= SET TASKS =
1 - In the philosophy abstracts, what name is given to the view that the cognitive impenetrability of early vision is necessary and sufficient for states of early vision and their content to be nonconceptual?
2 - Please copy the philosophy abstracts word for word, starting at "Cristi Ungureanu" and ending at "account of action.".
3 - Write the next part of the philosophy abstracts, picking up after their final sentence.

= EXCERPT TO READ =
>>>>>

Connectionist Explanations: Approximating Semantic Systematicity

 

Josefa Toribio

Dangerous Liaisons: Cognitive Impenetrability and Nonconceptualism

In this talk, I examine the relationship between cognitive impenetrability and perceptual nonconceptualism. I argue against the view that the (alleged) cognitive impenetrability of early vision is a necessary and sufficient condition for states of early vision and their content to be nonconceptual. I show that that view, here dubbed ‘the mutually entailing thesis’, admits two different standard interpretations depending on how we understand the property of being nonconceptual—corresponding to the distinction between the state and the content views of perceptual nonconceptualism. I first argue for the falsity of the state-nonconceptualist reading of the mutually entailing thesis, on the grounds that it mistakenly takes being nonconceptual to be a causal instead of a constitutive relationship. The content-nonconceptualist understanding of the thesis, I then argue, is disproved by plausible views regarding the content of experience. The mutually entailing thesis could only be true, I contend, on a non-standard, causal interpretation of the notion of nonconceptual content. Yet, on that reading, the thesis would either be trivially true or would entirely fail to engage with the contemporary literature on perceptual nonconceptualism. I conclude by briefly discussing some potential implications of the mutually entailing thesis’ falsity for the psychological research in this area.

 

Cristi Ungureanu

Environmental Guides for Action and Representational Knowledge

Recent research (enactivism, ecological psychology, autonomous robotics) argue in favor of a non-representational account of the relation between perception and action during skillful online coping. Re-presentation of the environment is considered unnecessary, time costing and as leading to the Frame Problem. Skillful coping means the ability of efficiently and adaptively responding and being guided by salient environmental details. In this paper I shall analyze to what degree the idea of environmental guiding can support a non-representational account of action.

<<<<<

= PROVIDED MATERIAL =
>>>>>

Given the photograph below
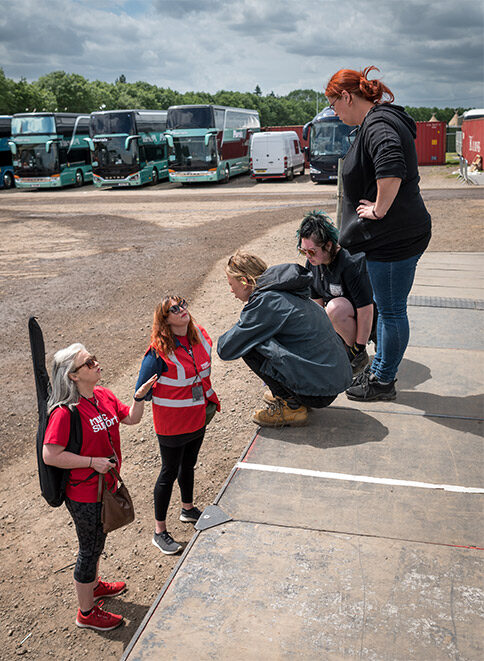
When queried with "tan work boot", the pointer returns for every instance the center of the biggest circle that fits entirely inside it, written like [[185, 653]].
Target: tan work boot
[[268, 397], [279, 414]]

<<<<<

= TASK-BY-TASK RESULTS =
1 - The mutually entailing thesis.

2 -
Cristi Ungureanu

Environmental Guides for Action and Representational Knowledge

Recent research (enactivism, ecological psychology, autonomous robotics) argue in favor of a non-representational account of the relation between perception and action during skillful online coping. Re-presentation of the environment is considered unnecessary, time costing and as leading to the Frame Problem. Skillful coping means the ability of efficiently and adaptively responding and being guided by salient environmental details. In this paper I shall analyze to what degree the idea of environmental guiding can support a non-representational account of action.

3 -
I start my discussion by analyzing the definition of affordances outlined by Anthony Chemero (2009), a typical example of how a non-representationalist account unloads the cognitive system of representations for action using environmental guides. Chemero conceives affordances as non-linear relations between abilities and environmental features. Action with affordances is guided by a primitive form of perception, feature placing (Strawson), which means being sensitive to aspects of whole situations, beyond subject-object dichotomy (ex. – the falling ball specifies the feature “it-is-time-to-flex-the-elbow”); such actions are non-representationally in nature because they do not need property-ascription reasoning (there is an individual x such that x is P).

I will first argue that there are affordances constituted through property-ascription and, consequently, the ability to act on such affordances is representational. Second, I’ll use Cussins’ (1992) theory of trails and stabilization to argue that the ability to act on property-based affordances does not oppose embodied knowledge; it derives from it through a process in which the domain of embodied experience is segregated in stable structures (object, property, relation). Action on property-based affordances is representational because it deploys concepts; and concepts have truth conditions (Frege). Therefore, only the unstabilized affordances afford non-representational actions.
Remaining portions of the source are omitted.